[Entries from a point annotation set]

..........

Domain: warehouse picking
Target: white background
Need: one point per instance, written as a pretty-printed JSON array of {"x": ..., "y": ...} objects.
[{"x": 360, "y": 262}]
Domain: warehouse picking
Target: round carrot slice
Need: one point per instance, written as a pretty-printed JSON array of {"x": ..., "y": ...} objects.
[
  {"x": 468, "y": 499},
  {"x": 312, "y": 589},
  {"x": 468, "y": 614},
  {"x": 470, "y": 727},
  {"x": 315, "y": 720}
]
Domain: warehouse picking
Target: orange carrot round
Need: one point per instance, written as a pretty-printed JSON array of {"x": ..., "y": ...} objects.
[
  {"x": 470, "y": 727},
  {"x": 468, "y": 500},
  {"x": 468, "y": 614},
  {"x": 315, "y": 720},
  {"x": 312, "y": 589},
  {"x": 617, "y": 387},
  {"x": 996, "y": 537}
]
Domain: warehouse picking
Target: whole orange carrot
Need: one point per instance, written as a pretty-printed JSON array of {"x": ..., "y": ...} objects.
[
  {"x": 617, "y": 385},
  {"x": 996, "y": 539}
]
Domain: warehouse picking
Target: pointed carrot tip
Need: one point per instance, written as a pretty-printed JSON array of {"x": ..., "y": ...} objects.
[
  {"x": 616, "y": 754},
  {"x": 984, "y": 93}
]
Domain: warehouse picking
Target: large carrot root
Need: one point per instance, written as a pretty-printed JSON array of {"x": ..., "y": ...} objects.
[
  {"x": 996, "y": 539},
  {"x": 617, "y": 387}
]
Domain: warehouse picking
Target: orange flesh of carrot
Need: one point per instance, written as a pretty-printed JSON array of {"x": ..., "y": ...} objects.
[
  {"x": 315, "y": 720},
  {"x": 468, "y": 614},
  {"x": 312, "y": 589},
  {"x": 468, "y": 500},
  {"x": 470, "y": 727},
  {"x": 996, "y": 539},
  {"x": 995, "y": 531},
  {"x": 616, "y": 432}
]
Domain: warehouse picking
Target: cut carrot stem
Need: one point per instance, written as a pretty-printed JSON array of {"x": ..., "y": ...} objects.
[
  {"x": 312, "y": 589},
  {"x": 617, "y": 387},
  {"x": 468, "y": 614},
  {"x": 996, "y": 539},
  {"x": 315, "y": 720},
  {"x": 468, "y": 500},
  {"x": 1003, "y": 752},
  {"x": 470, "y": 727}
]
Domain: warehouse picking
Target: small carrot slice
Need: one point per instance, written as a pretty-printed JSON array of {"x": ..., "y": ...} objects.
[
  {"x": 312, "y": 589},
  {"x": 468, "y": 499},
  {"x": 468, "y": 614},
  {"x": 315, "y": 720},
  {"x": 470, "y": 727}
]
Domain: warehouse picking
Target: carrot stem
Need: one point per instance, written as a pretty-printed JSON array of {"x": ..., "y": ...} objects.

..........

> [What is asked]: Print back all the lines verbatim.

> [Result of the exercise]:
Domain: warehouse picking
Target: white background
Need: one point per instance, written as a pretty-printed JSON array of {"x": ..., "y": ...} objects.
[{"x": 360, "y": 262}]
Domain: warehouse picking
Target: round carrot slice
Need: one point per instance, written as a pretty-printed JSON array of {"x": ..., "y": ...} objects.
[
  {"x": 468, "y": 499},
  {"x": 312, "y": 589},
  {"x": 468, "y": 614},
  {"x": 470, "y": 727},
  {"x": 315, "y": 720}
]
Domain: warehouse picking
Target: orange carrot round
Need: one point per instance, written as a pretty-printed JSON array of {"x": ..., "y": ...} objects.
[
  {"x": 470, "y": 727},
  {"x": 468, "y": 500},
  {"x": 468, "y": 614},
  {"x": 315, "y": 720},
  {"x": 312, "y": 589},
  {"x": 617, "y": 387},
  {"x": 996, "y": 537}
]
Domain: warehouse picking
Target: whole orange carrot
Need: one point per instance, written as a pretty-printed JSON array of {"x": ..., "y": ...} objects.
[
  {"x": 617, "y": 385},
  {"x": 996, "y": 539}
]
Domain: warehouse picking
Target: pointed carrot tip
Need: one point per instance, written as a pretty-printed JSON array of {"x": ..., "y": ...} objects.
[
  {"x": 616, "y": 754},
  {"x": 984, "y": 93}
]
Domain: warehouse picking
Target: large carrot root
Need: one point per instance, written as a pretty-printed JSON array of {"x": ..., "y": ...} objects.
[
  {"x": 996, "y": 539},
  {"x": 617, "y": 387}
]
Domain: warehouse picking
Target: orange flesh of carrot
Need: one point per instance, written as a pretty-printed JSON array of {"x": ..., "y": ...} objects.
[
  {"x": 315, "y": 720},
  {"x": 468, "y": 614},
  {"x": 312, "y": 589},
  {"x": 468, "y": 500},
  {"x": 470, "y": 727},
  {"x": 996, "y": 539},
  {"x": 995, "y": 531},
  {"x": 616, "y": 432}
]
Domain: warehouse picking
Target: cut carrot stem
Need: one point per instance, written as a pretty-printed JSON array of {"x": ..., "y": ...} objects.
[
  {"x": 312, "y": 589},
  {"x": 617, "y": 387},
  {"x": 468, "y": 614},
  {"x": 996, "y": 539},
  {"x": 315, "y": 720},
  {"x": 468, "y": 500},
  {"x": 1003, "y": 752},
  {"x": 470, "y": 727}
]
Domain: warehouse picking
Target: small carrot slice
Need: one point per instance, written as a pretty-printed JSON array of {"x": ..., "y": ...} objects.
[
  {"x": 312, "y": 589},
  {"x": 468, "y": 499},
  {"x": 468, "y": 614},
  {"x": 315, "y": 720},
  {"x": 470, "y": 727}
]
Domain: warehouse picking
Target: carrot stem
Need: one point per instance, written as a pretty-printed JSON array of {"x": ..., "y": ...} objects.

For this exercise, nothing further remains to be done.